Dataset rows on where objects appear:
^^^^
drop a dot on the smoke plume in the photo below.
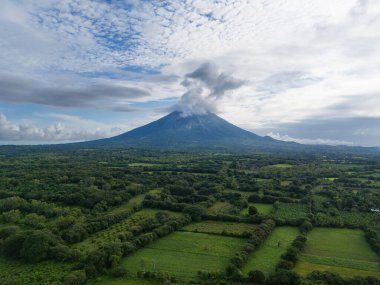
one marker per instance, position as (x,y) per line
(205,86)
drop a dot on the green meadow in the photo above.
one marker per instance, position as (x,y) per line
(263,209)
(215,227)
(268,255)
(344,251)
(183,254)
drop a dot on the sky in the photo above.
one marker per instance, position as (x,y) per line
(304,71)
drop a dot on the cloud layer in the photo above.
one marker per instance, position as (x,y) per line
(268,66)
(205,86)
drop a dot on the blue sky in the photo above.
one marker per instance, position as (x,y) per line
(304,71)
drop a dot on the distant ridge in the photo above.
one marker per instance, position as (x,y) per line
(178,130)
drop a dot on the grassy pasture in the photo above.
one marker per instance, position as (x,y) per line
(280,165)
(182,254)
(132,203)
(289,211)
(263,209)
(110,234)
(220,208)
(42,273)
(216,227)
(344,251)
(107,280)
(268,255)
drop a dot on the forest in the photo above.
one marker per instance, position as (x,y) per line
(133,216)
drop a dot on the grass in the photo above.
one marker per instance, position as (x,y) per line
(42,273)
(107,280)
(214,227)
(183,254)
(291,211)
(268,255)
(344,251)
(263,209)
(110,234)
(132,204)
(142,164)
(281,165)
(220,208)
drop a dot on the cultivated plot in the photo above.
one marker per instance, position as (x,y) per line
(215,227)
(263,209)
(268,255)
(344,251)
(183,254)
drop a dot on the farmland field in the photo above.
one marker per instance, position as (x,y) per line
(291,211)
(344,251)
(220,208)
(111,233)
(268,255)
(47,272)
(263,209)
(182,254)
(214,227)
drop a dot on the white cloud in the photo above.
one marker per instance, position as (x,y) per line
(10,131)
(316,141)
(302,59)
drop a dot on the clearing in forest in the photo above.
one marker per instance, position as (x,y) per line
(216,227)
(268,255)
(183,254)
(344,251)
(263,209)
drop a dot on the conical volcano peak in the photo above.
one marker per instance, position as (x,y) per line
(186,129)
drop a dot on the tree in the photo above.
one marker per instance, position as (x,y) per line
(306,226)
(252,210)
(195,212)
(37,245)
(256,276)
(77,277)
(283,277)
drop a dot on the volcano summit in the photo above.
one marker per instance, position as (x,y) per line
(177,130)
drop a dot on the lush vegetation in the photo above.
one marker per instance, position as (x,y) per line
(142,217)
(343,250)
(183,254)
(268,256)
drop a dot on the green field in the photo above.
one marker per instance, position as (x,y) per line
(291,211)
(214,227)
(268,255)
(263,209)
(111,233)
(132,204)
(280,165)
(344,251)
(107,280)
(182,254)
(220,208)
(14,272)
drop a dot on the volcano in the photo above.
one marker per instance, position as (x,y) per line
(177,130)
^^^^
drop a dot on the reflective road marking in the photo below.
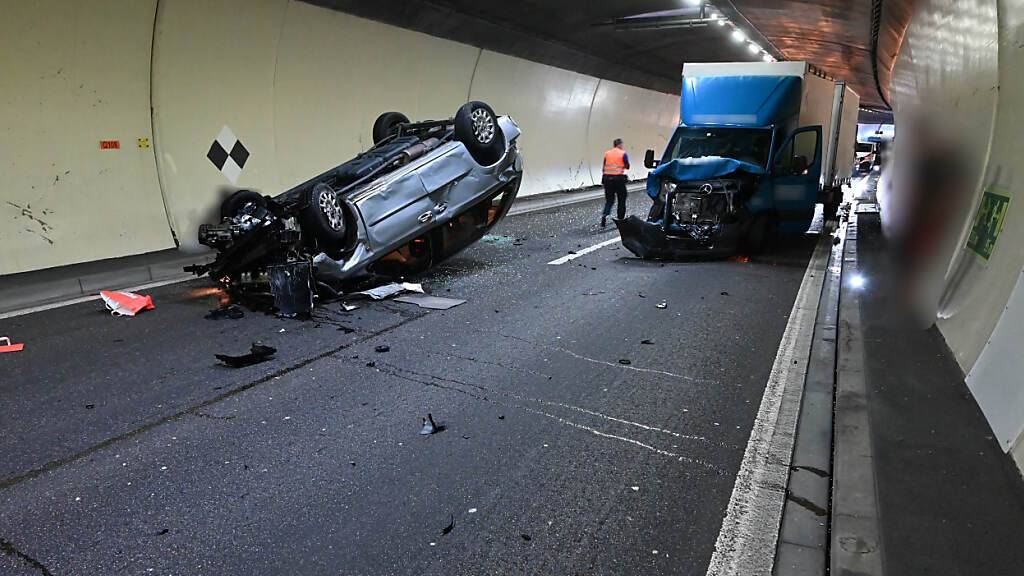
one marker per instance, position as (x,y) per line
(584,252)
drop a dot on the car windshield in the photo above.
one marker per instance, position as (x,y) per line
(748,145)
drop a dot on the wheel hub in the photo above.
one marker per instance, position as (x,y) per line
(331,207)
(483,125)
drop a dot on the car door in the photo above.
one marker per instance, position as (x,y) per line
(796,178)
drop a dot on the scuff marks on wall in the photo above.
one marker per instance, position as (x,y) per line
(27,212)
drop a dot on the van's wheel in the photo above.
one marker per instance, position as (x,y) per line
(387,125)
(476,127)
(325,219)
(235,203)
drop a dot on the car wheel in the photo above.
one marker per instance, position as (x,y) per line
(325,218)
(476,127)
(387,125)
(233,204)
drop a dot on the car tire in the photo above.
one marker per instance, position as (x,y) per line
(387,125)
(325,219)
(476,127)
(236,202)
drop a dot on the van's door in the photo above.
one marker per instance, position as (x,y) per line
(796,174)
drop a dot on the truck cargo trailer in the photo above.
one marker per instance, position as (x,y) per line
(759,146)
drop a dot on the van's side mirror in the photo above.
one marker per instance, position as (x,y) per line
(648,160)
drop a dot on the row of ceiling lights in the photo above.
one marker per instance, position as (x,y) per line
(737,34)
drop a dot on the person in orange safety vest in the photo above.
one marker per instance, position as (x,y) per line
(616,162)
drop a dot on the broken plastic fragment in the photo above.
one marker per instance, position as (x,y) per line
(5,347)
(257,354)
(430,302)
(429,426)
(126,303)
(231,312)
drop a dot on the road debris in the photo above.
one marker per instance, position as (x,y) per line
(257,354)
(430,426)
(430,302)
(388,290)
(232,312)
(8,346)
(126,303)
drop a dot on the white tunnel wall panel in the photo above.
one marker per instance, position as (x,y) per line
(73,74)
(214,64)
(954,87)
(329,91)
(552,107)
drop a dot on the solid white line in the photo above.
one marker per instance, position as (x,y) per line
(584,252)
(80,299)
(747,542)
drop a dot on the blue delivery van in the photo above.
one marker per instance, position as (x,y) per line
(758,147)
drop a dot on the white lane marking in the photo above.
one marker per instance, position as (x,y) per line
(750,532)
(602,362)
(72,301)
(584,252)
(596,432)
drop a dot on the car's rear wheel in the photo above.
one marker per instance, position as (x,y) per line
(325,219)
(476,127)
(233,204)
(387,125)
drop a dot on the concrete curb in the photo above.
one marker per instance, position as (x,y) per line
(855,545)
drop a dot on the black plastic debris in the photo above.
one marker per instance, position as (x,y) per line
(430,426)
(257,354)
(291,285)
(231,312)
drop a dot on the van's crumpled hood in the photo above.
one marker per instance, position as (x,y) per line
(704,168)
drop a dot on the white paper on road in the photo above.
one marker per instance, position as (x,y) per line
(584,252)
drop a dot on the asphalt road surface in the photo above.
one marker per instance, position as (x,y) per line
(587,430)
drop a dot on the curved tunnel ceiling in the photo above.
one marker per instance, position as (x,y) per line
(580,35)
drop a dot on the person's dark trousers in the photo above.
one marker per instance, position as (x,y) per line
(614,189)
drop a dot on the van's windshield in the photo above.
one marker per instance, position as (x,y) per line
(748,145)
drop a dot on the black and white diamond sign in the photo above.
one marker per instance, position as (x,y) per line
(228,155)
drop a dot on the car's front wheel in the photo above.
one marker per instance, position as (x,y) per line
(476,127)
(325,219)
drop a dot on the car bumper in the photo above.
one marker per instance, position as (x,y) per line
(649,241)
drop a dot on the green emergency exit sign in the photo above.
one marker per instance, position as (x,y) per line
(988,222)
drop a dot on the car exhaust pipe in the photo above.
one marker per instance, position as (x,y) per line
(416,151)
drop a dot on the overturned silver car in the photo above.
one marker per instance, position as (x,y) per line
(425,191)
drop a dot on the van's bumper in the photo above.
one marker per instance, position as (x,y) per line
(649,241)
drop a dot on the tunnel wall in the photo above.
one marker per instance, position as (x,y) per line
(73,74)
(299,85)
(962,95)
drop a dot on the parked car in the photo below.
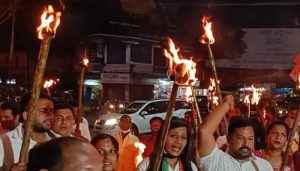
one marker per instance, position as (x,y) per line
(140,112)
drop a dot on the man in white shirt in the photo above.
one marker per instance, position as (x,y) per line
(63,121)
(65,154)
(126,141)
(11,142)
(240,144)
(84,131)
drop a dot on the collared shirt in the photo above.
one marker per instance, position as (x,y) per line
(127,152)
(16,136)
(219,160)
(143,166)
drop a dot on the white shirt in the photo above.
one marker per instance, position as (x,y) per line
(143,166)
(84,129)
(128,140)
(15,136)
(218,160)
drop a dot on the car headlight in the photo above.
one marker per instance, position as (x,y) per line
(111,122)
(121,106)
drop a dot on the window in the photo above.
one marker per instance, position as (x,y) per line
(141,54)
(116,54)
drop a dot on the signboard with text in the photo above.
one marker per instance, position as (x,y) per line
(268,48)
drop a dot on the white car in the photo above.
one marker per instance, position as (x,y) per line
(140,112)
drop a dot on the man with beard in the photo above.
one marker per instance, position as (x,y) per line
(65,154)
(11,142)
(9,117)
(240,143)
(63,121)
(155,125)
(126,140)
^^^^
WHAT IS NEEDED: Locate every line in the material above that contains the word "windshield", and copy each of those lines.

COMPLETE ANSWER:
drop a dot on the car windshield in the photo above.
drop a dot on the van's windshield in the photo above.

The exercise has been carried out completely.